■ Directive:
Can you reproduce the data beneath, keeping every line exact?

========================================================================

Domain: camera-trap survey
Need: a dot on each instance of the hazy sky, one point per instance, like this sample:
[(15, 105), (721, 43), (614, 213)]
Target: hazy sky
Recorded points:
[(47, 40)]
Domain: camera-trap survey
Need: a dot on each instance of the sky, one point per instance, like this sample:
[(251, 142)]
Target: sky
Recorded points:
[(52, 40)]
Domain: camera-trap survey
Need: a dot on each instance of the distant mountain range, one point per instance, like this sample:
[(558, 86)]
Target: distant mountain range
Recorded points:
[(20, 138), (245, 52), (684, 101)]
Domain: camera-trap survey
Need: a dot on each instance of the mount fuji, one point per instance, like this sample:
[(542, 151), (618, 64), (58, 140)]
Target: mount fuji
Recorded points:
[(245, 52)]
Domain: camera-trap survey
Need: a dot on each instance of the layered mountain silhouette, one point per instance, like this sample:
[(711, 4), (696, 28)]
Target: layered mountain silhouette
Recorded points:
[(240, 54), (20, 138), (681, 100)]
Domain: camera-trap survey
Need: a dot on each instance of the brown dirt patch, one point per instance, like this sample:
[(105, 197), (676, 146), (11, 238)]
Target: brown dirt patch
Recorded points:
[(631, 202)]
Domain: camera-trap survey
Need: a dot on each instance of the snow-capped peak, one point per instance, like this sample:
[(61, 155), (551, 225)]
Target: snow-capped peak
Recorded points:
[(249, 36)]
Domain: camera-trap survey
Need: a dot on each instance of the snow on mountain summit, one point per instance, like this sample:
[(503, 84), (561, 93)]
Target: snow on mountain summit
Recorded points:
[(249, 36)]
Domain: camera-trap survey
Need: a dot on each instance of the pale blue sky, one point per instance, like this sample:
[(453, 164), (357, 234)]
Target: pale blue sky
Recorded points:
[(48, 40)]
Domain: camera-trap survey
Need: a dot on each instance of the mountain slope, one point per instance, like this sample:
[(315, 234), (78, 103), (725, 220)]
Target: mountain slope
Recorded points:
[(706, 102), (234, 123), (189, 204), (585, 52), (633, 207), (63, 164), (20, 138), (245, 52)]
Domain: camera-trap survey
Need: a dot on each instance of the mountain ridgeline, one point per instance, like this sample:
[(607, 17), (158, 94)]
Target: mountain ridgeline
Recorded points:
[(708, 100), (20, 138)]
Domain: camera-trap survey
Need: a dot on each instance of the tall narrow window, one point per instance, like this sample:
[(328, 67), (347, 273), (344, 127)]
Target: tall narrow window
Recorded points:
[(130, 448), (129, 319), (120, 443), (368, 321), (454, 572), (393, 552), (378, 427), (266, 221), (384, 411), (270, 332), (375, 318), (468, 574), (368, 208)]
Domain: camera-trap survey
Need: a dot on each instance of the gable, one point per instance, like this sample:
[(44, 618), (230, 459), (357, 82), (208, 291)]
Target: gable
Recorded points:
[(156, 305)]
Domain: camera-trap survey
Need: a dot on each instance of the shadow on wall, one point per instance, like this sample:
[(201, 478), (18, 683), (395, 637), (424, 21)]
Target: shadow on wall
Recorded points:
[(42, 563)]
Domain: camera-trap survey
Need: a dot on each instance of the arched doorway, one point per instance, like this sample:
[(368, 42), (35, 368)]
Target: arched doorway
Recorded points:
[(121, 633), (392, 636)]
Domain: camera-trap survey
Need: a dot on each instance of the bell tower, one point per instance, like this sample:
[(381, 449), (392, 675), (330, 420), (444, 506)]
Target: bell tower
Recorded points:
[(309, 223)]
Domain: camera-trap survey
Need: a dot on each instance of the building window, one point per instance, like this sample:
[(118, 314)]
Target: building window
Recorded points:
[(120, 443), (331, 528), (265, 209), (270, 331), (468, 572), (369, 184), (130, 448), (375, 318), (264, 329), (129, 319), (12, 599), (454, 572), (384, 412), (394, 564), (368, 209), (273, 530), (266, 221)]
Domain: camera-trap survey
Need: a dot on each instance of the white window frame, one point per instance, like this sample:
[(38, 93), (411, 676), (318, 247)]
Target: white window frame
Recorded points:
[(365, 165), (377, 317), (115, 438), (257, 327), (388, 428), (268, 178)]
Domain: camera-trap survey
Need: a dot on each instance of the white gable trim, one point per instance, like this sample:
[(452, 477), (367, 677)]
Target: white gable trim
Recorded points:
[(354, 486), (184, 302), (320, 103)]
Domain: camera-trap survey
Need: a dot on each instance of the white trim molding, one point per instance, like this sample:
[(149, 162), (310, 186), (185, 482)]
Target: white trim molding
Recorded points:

========================================================================

■ Solved problem:
Domain: camera-trap survey
Need: a dot on each instance of the hazy sky, one point per instance, like this sample:
[(15, 105), (721, 43), (614, 213)]
Target: hazy sky
Recorded points:
[(47, 40)]
Domain: camera-trap survey
Need: a dot on each instance of the sky, one point per instance, like this sample:
[(251, 142)]
Target: sky
Recorded points:
[(52, 40)]
Domain: camera-trap survey
Need: a dot on each instance of the distant mountain range, one point per instance, like this sample:
[(558, 86)]
Target: distant mountain range
Recorded points:
[(20, 138), (245, 52), (684, 101)]
Domain: camera-trap survey
Need: a dot on each instance of the mount fuji, one point per instance, like this sample:
[(542, 151), (618, 64), (58, 140)]
Target: mount fuji
Recorded points:
[(245, 52)]
Domain: camera-trap survey
Need: a dot on each instance of the layered mountain silhouette, one point per instance, like this sample:
[(711, 4), (696, 28)]
Target: layered mountain silhouette
Recorded points:
[(240, 54), (20, 138), (681, 100)]
Domain: camera-trap survey
Need: a dot on each instance of the brown dirt patch, one point per instance, like this sample:
[(105, 197), (676, 146), (11, 238)]
Target: brown dirt patch
Recorded points:
[(631, 202)]
Domain: camera-trap survey
Need: a dot on each instance of the snow-capped peak, one point per instance, like this sample:
[(61, 155), (551, 225)]
Target: snow-capped peak
Recorded points:
[(249, 36)]
Domain: camera-trap survey
Need: a dot on each instance of the snow on mountain summit, one point per instance, like this sample:
[(503, 84), (561, 93)]
Target: snow on mountain summit
Recorded points:
[(249, 36)]
Domain: camera-trap survey
Need: a dot on each instance of the pale blue sky, one point per instance, like this sample:
[(453, 164), (357, 234)]
Target: pale blue sky
Recorded points:
[(48, 40)]
Domain: camera-trap survey
Need: a dot on each instance of the mountain slope, one point per instance, like this sample:
[(315, 234), (78, 103), (725, 220)]
Target: mountain slope
Recorded points:
[(706, 102), (234, 123), (189, 204), (585, 52), (633, 207), (63, 164), (20, 138), (245, 52)]
Domain: camera-trap survey
Need: a dot on each instance of the mountain ridgeline, one point per instance, like this sample:
[(607, 17), (158, 94)]
Target: mountain ridgeline
Recorded points:
[(708, 100), (20, 138)]
Domain: camera-trap survey
Need: a dot on each instance of the tall narrow window, one point per instance, like this sample:
[(328, 67), (347, 273), (344, 127)]
Target: tall narrow window
Recorded points:
[(130, 448), (129, 319), (120, 443), (368, 321), (454, 572), (393, 552), (378, 427), (266, 221), (384, 411), (270, 332), (375, 318), (468, 574), (368, 208)]
Domain: camera-trap survey
Need: a dot on each instance of the gable, one point per instance, like this sample:
[(44, 618), (230, 459), (357, 82), (208, 291)]
Target: gable
Recorded points:
[(156, 305)]
Domain: camera-trap survey
Need: a dot on each instance of the shadow on wall, one point per instance, like this sample:
[(201, 478), (18, 683), (395, 637), (424, 21)]
Target: shadow on wall
Recorded points:
[(42, 563)]
Domain: camera-trap survey
Need: a dot on each instance of the arched doorway, one point per instance, like this sample:
[(368, 42), (35, 368)]
Target: arched doorway
Recorded points:
[(121, 633), (392, 636)]
Domain: camera-trap survey
Need: a dot on each instance of the bell tower, one point per instance, like this sample:
[(381, 449), (392, 675), (330, 420), (444, 506)]
Target: bell tower
Recorded points:
[(309, 223)]
Domain: camera-trap survey
Need: a dot on each instance of the building window, one point per instance, like this sample:
[(118, 314)]
Target: building window
Recorded points:
[(120, 443), (331, 528), (265, 209), (270, 331), (468, 572), (369, 184), (130, 448), (375, 318), (264, 329), (129, 319), (12, 599), (454, 572), (384, 412), (394, 564), (368, 209), (273, 530), (266, 221)]
Domain: camera-trap survey
Need: a dot on each instance of the white window frame, one point per instance, like this sample:
[(38, 93), (411, 676), (318, 247)]
Target: white window frame
Recorded points:
[(365, 165), (377, 317), (115, 438), (257, 327), (388, 428), (268, 178)]
Domain: camera-trap survey
Need: a dot on each instance of the white gable trim, one point per instance, like this sample:
[(452, 477), (367, 677)]
Target: white gable trim
Recorded points:
[(354, 486), (184, 302), (320, 103)]
Domain: camera-trap survey
Need: a dot on each instance of the white trim molding, one point per instance, like this sample:
[(149, 162), (310, 186), (185, 482)]
Target: white trim molding
Recorded points:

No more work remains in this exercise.